▶ Task to carry out
Copy the data from the line that contains "like x=361, y=548." through the line that contains "x=782, y=185", replacing "background" with "backdrop" and keeping everything else the same.

-- BEGIN --

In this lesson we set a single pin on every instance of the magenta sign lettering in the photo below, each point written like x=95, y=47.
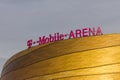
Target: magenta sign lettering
x=84, y=32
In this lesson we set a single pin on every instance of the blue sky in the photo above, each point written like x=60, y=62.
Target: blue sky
x=21, y=20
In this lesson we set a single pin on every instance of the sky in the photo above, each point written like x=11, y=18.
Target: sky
x=21, y=20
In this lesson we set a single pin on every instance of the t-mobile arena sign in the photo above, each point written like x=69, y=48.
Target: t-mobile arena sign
x=78, y=33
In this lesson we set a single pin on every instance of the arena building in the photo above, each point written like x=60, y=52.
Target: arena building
x=87, y=58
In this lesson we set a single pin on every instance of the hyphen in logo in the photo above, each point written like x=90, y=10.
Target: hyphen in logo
x=84, y=32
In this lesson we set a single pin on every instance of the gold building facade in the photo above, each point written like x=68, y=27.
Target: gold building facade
x=88, y=58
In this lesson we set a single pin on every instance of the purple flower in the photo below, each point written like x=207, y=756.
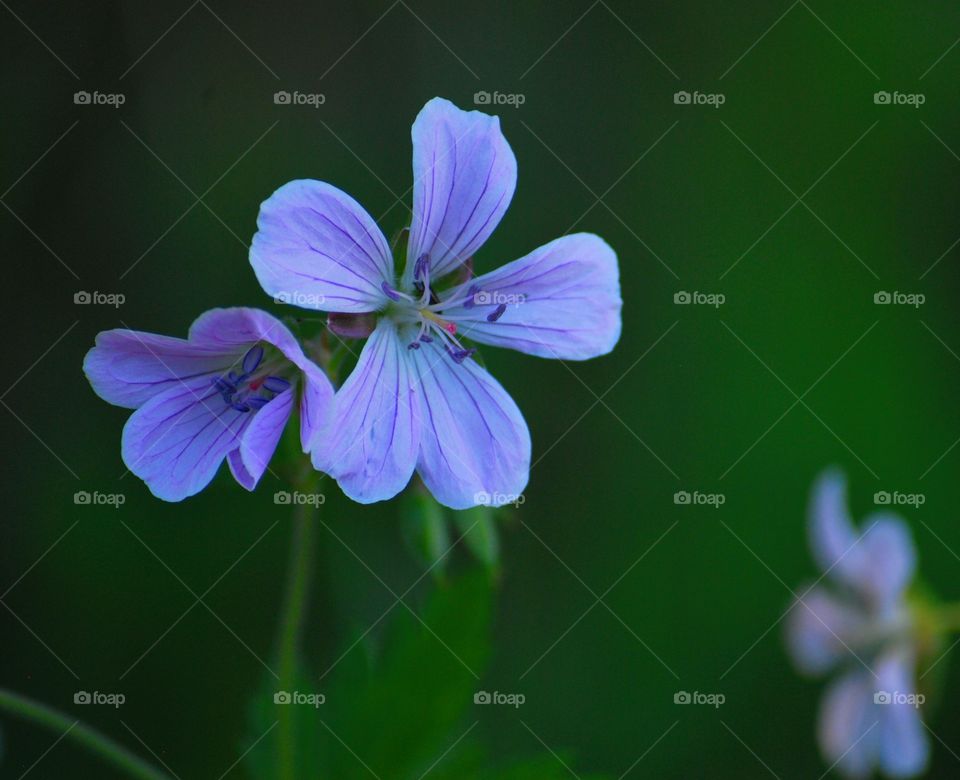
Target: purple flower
x=869, y=717
x=224, y=392
x=417, y=399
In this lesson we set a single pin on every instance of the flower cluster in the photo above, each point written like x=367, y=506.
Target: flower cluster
x=417, y=399
x=861, y=622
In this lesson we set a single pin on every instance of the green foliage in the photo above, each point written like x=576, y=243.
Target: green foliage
x=424, y=527
x=479, y=529
x=405, y=707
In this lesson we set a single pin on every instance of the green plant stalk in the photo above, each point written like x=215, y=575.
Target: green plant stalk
x=92, y=740
x=303, y=540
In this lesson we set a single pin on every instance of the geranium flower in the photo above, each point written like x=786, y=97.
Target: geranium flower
x=224, y=392
x=417, y=399
x=870, y=715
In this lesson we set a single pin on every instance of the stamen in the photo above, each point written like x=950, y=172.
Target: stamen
x=449, y=327
x=275, y=384
x=421, y=268
x=252, y=359
x=497, y=313
x=390, y=292
x=459, y=355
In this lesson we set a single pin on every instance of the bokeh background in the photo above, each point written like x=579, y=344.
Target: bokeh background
x=798, y=199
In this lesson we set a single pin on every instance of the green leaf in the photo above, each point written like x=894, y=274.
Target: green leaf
x=479, y=529
x=424, y=528
x=266, y=710
x=403, y=710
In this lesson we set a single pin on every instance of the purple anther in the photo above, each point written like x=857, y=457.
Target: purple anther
x=471, y=297
x=275, y=384
x=252, y=359
x=421, y=267
x=497, y=313
x=392, y=294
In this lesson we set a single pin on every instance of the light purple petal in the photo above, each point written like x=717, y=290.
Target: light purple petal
x=128, y=367
x=834, y=541
x=464, y=175
x=888, y=560
x=176, y=441
x=560, y=301
x=259, y=440
x=317, y=248
x=316, y=402
x=819, y=630
x=370, y=443
x=474, y=444
x=241, y=327
x=848, y=727
x=904, y=748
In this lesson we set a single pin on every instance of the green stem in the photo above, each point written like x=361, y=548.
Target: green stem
x=298, y=578
x=93, y=740
x=948, y=617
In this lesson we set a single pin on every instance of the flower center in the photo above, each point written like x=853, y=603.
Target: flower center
x=423, y=308
x=258, y=383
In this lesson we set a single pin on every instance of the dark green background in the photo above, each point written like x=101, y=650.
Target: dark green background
x=598, y=497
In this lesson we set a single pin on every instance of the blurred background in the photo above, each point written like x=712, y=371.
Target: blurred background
x=782, y=185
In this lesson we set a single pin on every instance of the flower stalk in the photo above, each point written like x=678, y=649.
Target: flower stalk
x=114, y=753
x=303, y=542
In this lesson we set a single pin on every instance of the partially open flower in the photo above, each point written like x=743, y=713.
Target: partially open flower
x=226, y=391
x=870, y=716
x=417, y=399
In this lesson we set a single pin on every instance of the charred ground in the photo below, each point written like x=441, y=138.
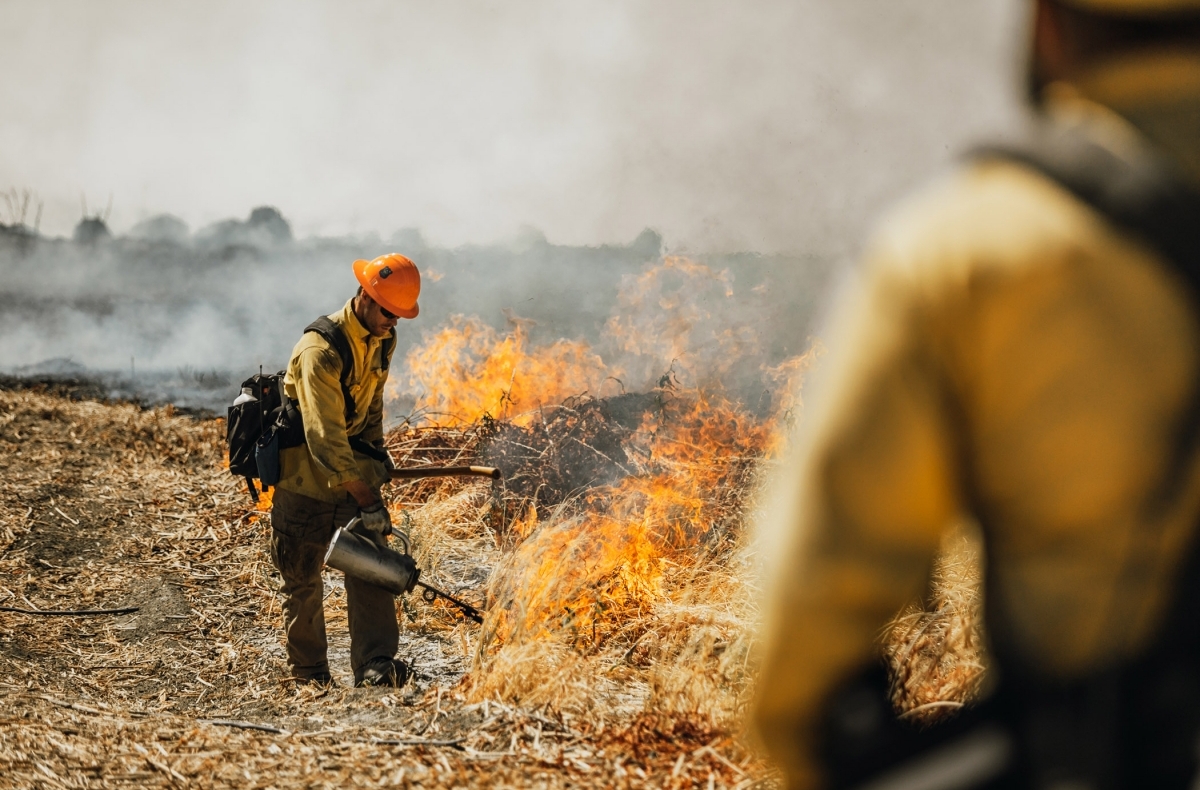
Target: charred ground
x=113, y=506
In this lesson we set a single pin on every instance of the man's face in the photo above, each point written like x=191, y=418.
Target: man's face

-- END --

▶ Exercise solution
In this lesson we set a single pin on every instance of the green stem in the photo above, each point written like x=361, y=548.
Target: green stem
x=298, y=578
x=93, y=740
x=948, y=617
In this lesson we set a single pin on every instance of the flower center in the photo above, each point written like x=853, y=603.
Target: flower center
x=423, y=308
x=258, y=383
In this lesson we set a single pin on every instance of the dark green backdrop in the photo above, each point written like x=101, y=650.
Target: dark green backdrop
x=598, y=497
In this lesson we set a single pin on every instance of the blurred backdrop in the photo above, each point written like x=712, y=371.
Target: blurred backdrop
x=782, y=185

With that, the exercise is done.